Aim of the exercise. Could you restate word for word every line of the records below, from the first one to the one holding "Can you see the black"?

(Natural language region descriptions)
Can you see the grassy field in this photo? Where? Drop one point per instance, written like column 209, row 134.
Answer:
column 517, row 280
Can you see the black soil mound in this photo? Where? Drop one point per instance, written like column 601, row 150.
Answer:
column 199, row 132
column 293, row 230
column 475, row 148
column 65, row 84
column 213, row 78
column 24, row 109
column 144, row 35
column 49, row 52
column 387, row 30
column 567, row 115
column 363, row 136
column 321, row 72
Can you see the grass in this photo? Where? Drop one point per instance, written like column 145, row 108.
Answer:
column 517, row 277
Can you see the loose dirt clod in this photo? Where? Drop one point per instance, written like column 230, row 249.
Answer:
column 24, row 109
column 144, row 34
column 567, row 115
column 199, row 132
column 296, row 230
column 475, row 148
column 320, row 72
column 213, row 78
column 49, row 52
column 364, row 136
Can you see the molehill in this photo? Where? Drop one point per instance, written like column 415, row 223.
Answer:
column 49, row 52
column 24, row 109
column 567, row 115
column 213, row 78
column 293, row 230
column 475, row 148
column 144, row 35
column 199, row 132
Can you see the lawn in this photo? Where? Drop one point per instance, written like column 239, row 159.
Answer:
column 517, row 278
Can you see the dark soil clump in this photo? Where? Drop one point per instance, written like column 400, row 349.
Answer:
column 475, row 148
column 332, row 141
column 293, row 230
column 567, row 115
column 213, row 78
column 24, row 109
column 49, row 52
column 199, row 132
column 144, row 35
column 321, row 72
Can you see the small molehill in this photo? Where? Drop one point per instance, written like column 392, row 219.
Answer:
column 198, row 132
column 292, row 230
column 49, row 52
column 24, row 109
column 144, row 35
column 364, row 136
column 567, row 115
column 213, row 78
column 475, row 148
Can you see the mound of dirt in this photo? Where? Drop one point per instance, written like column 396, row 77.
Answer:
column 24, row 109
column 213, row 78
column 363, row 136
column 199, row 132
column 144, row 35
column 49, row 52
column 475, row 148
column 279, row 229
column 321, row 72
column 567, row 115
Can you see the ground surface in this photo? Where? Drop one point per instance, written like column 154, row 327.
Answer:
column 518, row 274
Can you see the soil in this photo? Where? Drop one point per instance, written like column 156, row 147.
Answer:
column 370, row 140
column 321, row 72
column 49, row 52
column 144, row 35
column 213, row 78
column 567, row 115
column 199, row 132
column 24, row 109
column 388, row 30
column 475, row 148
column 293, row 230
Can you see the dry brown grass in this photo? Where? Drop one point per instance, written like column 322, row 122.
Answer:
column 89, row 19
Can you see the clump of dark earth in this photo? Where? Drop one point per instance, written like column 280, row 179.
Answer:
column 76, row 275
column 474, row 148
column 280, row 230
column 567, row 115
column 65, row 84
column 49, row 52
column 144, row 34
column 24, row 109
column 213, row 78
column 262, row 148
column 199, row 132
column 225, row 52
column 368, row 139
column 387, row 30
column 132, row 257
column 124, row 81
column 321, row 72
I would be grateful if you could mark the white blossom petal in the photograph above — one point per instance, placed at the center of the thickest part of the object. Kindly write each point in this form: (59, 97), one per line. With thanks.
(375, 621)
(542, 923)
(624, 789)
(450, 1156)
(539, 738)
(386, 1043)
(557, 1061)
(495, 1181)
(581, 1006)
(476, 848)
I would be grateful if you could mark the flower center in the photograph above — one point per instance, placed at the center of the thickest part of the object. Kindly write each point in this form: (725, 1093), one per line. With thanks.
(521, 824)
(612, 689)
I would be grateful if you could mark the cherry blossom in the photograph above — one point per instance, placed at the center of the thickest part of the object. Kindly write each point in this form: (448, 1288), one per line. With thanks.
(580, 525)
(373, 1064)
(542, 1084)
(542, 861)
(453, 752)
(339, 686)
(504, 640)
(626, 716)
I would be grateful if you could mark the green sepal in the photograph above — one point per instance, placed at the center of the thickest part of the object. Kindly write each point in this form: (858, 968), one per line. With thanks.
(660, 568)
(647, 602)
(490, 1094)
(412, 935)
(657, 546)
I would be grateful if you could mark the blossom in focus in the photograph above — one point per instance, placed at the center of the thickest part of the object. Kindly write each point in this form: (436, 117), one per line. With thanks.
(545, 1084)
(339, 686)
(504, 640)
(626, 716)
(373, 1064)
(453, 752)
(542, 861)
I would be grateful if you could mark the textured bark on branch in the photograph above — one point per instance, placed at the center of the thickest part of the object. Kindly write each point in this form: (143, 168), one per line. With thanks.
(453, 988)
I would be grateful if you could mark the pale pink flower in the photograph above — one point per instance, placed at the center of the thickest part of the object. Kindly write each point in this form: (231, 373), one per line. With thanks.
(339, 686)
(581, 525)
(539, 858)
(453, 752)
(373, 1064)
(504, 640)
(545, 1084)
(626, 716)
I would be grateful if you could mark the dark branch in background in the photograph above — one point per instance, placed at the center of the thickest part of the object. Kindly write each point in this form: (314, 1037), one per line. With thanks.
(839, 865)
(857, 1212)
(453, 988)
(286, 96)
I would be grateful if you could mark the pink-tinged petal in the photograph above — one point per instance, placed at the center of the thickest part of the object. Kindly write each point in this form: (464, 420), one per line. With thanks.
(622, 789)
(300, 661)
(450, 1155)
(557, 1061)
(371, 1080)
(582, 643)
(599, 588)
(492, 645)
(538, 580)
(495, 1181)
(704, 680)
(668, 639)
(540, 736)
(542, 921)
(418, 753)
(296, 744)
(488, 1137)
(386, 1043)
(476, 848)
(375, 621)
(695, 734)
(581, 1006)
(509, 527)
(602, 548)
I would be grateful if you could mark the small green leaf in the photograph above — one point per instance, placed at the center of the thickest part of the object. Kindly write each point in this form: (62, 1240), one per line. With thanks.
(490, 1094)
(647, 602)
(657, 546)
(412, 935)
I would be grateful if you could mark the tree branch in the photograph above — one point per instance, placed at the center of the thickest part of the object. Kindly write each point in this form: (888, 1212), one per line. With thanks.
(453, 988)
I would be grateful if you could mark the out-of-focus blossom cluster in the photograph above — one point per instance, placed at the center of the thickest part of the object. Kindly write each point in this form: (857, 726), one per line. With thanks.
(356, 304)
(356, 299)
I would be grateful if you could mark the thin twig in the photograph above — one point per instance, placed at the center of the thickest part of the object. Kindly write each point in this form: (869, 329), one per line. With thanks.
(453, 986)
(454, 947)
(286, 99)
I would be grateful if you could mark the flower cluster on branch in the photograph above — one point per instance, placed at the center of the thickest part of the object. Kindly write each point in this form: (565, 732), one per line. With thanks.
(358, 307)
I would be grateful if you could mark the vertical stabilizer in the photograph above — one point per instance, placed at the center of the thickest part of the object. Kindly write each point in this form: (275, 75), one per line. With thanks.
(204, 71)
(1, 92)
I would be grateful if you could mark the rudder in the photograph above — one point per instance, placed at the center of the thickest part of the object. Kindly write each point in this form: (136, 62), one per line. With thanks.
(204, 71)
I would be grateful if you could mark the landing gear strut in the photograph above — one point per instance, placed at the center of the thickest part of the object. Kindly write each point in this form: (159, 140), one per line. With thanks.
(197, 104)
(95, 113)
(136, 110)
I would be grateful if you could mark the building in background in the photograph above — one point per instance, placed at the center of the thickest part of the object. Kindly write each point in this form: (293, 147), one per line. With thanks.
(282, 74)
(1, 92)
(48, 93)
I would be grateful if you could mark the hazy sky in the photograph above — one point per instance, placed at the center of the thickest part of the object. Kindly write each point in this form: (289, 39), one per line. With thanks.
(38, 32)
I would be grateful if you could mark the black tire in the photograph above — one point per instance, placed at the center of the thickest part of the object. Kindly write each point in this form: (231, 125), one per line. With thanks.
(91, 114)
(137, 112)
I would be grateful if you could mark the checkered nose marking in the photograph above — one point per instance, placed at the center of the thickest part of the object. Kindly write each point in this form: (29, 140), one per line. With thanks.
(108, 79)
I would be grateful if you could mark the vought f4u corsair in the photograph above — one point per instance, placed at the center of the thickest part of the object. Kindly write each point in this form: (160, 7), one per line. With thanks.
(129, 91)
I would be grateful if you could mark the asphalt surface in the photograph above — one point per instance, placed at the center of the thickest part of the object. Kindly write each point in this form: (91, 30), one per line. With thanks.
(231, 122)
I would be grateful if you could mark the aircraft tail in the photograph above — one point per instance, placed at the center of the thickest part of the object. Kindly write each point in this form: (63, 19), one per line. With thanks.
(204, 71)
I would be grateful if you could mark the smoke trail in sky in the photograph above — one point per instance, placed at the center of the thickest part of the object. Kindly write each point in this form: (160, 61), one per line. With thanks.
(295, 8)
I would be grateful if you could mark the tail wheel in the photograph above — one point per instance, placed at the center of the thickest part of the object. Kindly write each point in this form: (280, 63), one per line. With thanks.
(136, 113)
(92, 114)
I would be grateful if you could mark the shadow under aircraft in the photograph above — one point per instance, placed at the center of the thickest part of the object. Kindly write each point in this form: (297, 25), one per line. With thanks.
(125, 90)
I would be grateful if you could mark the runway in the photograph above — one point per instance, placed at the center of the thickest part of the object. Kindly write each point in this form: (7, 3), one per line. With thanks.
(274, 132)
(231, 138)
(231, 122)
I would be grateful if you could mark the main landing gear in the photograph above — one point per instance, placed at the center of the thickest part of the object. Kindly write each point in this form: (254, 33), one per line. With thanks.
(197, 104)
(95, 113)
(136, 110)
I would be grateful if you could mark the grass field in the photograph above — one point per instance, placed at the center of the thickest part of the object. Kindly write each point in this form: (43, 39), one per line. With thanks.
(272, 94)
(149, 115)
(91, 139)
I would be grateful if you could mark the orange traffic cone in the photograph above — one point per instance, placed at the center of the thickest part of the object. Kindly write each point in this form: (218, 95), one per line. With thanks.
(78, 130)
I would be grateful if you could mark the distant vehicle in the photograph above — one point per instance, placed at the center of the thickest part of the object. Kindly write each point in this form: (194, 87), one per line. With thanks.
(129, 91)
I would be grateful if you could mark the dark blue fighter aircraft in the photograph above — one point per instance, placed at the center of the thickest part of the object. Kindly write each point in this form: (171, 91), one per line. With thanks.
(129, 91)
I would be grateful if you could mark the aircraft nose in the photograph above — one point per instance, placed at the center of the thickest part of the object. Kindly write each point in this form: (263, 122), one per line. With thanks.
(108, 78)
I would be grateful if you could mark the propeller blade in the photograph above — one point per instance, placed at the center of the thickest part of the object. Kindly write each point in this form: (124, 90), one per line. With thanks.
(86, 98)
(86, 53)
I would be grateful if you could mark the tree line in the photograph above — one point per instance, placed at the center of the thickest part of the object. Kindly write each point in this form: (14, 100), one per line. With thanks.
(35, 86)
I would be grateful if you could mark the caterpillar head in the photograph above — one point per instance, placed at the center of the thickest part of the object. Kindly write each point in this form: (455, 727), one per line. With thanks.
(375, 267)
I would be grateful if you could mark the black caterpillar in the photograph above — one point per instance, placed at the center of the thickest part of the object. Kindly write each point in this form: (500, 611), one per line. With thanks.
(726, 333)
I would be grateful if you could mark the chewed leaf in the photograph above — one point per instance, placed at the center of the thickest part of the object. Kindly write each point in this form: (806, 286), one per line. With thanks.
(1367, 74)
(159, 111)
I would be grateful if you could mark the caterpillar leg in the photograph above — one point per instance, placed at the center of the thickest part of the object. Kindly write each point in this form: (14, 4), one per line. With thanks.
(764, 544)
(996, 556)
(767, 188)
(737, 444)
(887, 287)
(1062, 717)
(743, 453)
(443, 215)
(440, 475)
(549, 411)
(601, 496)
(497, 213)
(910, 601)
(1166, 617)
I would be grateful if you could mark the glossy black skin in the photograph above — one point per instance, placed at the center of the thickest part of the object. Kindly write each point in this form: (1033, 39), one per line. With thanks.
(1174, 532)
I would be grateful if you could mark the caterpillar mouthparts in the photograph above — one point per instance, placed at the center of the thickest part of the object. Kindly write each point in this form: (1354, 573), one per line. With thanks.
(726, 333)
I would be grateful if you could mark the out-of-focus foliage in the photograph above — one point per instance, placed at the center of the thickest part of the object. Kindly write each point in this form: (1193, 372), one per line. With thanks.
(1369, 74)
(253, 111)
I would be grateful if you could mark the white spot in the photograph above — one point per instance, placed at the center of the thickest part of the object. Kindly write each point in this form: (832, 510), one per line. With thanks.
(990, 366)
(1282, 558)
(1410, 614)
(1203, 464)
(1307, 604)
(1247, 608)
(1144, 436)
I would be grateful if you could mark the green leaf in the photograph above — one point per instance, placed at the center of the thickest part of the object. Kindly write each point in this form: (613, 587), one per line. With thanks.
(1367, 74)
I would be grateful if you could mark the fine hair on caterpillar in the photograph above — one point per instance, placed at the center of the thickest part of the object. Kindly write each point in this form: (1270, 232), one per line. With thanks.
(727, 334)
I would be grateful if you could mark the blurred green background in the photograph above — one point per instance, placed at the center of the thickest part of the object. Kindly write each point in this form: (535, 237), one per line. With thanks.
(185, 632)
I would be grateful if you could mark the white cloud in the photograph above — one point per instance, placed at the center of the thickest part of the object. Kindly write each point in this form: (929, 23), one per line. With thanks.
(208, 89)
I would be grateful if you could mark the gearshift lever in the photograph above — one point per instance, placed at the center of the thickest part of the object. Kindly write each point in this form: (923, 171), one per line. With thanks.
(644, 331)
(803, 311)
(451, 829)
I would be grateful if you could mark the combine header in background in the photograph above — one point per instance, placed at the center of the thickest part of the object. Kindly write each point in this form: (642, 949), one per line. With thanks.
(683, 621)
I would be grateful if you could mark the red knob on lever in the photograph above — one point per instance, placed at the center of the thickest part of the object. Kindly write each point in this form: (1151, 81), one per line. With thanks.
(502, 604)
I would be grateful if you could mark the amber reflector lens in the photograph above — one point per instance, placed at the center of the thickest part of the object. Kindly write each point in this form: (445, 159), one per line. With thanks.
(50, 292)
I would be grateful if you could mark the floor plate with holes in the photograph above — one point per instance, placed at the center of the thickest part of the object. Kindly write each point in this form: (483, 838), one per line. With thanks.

Answer to the exercise.
Can you see the grassy field in this photo? Where? Drop one point per instance, written like column 209, row 134.
Answer:
column 517, row 280
Can you see the black soil mound in this photo? Where? Drop one point per instance, written like column 601, row 150.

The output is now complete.